Exercise directions: Your answer should be a single number, the count of lines in the material with the string "guard".

Segment Open

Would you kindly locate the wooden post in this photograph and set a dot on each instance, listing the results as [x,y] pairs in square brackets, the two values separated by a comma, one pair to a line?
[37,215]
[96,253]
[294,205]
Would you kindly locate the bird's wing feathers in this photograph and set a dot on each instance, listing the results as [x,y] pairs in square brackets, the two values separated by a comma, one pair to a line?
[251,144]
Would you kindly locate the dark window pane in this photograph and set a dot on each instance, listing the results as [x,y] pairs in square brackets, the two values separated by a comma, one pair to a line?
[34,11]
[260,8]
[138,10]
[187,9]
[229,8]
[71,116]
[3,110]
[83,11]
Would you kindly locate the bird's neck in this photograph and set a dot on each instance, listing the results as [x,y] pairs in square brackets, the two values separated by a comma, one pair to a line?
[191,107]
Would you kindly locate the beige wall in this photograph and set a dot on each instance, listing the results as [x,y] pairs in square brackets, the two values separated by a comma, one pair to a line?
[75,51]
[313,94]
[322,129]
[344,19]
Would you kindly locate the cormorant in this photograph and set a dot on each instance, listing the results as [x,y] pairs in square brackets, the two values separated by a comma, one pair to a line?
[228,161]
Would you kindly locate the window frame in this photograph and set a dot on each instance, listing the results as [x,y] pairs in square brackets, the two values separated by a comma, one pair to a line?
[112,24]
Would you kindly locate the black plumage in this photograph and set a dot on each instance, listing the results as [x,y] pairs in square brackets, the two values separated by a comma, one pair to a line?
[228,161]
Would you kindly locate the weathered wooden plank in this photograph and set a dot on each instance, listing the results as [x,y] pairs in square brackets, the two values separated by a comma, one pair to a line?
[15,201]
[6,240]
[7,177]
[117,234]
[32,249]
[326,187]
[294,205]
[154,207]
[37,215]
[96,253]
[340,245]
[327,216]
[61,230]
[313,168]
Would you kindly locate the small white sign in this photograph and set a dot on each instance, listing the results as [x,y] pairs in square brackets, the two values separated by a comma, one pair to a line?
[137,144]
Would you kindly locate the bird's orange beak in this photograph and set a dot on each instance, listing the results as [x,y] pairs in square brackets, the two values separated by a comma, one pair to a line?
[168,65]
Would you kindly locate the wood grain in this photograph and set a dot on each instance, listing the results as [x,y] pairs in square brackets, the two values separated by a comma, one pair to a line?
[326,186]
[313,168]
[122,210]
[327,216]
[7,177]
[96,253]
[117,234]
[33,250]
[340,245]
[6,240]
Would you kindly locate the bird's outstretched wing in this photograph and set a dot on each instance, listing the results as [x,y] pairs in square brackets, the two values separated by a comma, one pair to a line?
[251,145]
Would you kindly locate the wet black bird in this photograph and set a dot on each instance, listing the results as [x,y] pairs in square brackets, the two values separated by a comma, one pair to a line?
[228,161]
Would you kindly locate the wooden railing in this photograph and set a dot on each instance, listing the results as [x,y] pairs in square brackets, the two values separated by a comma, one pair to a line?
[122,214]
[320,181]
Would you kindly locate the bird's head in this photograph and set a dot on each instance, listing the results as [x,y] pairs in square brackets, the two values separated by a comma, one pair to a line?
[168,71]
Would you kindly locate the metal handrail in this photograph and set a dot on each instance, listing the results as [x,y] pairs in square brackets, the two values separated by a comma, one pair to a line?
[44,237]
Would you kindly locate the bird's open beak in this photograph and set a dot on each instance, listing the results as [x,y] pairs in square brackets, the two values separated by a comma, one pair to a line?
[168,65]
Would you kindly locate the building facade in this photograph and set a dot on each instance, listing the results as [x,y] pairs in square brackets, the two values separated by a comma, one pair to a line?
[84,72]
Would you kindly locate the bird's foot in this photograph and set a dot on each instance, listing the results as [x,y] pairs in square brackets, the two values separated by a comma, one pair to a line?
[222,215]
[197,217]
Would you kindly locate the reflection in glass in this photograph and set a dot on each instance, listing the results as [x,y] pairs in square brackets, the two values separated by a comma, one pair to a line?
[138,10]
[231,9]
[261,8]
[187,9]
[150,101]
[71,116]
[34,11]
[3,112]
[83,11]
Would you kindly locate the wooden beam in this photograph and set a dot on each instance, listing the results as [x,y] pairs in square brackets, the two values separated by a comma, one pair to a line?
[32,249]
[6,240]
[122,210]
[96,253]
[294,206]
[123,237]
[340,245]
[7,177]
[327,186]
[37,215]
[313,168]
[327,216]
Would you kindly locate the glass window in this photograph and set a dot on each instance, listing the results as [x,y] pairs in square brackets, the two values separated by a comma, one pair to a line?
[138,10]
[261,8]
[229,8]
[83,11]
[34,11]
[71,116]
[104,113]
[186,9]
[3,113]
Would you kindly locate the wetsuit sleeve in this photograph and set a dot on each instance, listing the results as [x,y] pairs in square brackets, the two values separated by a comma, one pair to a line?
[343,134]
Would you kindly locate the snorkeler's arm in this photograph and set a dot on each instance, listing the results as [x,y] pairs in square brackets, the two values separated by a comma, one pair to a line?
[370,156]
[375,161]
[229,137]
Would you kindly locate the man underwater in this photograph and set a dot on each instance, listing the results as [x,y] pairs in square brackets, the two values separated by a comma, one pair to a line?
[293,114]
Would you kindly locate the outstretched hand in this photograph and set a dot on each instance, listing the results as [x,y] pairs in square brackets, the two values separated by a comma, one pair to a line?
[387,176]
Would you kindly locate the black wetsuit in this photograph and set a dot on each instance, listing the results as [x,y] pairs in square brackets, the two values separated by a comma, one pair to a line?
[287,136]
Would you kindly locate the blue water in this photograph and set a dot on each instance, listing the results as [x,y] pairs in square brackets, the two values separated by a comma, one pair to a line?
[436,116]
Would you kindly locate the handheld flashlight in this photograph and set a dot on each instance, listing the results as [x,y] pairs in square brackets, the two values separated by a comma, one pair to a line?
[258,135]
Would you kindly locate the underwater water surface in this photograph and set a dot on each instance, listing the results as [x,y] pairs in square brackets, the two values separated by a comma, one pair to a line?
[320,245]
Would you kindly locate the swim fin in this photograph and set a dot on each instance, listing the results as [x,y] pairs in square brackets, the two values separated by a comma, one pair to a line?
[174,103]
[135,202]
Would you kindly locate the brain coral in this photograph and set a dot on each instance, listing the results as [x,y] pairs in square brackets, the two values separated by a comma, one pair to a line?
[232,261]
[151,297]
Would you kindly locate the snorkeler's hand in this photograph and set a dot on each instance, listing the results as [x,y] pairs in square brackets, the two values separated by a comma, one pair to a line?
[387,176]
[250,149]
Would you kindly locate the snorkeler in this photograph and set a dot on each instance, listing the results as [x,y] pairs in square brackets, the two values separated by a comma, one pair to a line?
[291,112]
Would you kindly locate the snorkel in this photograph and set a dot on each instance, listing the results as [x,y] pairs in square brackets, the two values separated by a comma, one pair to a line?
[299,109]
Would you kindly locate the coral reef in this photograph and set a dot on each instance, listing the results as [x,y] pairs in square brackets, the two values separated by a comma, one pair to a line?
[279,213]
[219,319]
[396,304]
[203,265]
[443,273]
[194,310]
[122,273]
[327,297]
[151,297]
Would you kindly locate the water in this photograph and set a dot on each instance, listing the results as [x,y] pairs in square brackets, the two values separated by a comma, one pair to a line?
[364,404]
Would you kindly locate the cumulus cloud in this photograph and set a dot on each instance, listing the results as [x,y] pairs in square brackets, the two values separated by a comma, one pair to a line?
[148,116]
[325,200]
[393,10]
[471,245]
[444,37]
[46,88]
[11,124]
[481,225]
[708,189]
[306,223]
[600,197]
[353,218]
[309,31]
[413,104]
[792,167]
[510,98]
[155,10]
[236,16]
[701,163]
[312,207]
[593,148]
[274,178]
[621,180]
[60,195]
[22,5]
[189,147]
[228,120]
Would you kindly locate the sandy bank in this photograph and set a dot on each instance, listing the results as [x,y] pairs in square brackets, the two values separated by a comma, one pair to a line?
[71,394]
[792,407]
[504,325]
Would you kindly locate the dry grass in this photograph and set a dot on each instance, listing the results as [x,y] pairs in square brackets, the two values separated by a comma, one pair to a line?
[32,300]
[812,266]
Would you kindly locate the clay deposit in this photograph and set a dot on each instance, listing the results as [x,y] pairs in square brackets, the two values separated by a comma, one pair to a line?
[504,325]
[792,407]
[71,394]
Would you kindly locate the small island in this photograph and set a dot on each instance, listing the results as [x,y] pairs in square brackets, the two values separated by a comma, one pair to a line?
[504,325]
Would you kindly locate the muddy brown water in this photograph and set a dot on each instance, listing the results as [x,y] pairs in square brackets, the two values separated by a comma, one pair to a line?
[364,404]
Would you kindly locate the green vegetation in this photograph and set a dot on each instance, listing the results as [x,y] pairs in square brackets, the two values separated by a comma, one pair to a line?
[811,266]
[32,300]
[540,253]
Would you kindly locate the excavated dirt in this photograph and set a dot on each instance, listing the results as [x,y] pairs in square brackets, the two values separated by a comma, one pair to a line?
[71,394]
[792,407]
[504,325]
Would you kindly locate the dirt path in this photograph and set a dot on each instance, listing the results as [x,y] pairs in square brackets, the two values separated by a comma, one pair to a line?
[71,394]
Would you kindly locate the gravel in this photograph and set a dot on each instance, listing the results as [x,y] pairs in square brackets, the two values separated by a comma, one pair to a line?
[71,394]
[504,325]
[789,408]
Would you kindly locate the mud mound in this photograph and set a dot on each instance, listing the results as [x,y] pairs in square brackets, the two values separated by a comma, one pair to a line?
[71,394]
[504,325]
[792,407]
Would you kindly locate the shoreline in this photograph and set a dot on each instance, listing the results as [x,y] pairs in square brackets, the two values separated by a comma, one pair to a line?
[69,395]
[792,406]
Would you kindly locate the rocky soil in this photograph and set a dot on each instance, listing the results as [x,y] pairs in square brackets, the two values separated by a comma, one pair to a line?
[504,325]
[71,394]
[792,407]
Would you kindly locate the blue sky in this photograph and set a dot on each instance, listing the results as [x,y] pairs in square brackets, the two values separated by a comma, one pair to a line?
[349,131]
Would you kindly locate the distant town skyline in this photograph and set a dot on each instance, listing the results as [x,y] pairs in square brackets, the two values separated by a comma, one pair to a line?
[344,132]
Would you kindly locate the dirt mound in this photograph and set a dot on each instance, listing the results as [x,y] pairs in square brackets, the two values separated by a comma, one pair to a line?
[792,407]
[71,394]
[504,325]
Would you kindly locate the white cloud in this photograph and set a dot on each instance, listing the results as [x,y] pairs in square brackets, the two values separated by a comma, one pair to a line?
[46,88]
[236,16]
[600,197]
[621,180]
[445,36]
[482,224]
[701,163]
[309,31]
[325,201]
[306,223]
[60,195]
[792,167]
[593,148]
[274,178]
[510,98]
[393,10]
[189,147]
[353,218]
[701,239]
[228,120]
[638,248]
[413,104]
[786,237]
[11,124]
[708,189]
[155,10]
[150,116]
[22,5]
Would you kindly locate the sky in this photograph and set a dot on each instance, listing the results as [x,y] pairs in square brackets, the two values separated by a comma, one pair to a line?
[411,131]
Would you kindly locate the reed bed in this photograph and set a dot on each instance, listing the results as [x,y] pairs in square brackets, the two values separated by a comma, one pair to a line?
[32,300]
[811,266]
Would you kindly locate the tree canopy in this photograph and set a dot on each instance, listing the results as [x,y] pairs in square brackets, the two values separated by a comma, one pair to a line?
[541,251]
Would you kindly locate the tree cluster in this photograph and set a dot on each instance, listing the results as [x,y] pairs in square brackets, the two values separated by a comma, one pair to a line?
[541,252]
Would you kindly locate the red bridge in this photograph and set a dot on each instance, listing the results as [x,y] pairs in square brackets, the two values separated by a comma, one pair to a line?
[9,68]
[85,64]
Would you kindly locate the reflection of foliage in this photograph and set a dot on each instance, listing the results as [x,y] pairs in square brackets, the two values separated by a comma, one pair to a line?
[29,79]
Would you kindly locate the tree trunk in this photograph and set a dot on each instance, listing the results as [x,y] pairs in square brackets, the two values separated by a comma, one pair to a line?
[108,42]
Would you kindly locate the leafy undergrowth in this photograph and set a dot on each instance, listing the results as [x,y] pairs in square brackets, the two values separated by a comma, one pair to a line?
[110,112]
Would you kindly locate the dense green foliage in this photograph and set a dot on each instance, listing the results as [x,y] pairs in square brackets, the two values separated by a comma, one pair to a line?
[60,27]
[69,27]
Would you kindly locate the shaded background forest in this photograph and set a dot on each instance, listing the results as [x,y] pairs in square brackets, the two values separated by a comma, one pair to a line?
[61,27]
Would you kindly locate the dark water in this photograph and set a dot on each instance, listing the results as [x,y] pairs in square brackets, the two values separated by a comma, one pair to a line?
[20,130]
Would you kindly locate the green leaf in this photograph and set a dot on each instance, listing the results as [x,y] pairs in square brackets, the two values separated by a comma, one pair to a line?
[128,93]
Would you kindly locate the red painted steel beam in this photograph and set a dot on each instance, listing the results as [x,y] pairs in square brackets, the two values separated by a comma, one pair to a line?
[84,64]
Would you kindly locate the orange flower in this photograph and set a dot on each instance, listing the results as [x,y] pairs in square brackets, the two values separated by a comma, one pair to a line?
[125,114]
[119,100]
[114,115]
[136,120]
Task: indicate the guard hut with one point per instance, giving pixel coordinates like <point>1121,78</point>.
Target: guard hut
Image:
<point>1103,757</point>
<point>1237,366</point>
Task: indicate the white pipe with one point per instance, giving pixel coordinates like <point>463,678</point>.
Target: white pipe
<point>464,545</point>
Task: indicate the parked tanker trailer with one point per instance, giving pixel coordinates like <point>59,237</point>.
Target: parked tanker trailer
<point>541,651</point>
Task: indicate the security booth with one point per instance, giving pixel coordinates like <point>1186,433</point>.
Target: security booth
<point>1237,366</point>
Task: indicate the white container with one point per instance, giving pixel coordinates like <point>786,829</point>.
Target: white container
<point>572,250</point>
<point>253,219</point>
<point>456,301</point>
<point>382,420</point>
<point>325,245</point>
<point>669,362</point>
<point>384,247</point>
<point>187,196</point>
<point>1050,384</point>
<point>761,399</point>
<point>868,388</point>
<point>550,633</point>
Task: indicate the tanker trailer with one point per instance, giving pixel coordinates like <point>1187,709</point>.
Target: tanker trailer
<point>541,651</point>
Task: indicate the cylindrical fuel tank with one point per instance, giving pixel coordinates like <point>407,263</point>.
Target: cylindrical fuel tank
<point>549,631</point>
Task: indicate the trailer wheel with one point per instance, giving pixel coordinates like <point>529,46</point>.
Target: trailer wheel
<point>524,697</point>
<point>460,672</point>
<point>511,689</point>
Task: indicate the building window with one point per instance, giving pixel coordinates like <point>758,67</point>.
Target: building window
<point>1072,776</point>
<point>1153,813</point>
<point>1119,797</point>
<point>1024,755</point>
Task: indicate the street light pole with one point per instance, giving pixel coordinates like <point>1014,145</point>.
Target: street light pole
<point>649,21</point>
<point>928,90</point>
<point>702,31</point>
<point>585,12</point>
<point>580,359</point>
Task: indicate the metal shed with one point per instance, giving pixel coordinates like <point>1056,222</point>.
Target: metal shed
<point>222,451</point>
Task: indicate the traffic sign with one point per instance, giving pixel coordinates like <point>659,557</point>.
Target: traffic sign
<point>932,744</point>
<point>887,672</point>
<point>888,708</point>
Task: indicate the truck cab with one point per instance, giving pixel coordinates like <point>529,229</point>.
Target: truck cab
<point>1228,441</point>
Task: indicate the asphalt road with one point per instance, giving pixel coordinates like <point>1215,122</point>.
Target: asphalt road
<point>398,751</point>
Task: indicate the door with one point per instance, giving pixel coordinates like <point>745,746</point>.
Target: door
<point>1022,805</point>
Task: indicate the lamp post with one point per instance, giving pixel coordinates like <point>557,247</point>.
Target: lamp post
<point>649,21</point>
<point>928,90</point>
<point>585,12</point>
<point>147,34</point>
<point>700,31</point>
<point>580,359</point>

Segment Closed

Completed exercise: 2